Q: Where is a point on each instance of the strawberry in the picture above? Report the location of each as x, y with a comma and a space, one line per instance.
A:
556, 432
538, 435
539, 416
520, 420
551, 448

___

(GOAL OF THE EXERCISE) Reproduce every line of the material above verbatim, changing and adding nothing.

(RIGHT ANSWER)
Q: Where is a point on each instance of the strawberry in the picture above? Report the location of each as x, y with a comma and a space, one line per instance.
A:
556, 432
538, 435
539, 416
520, 420
551, 448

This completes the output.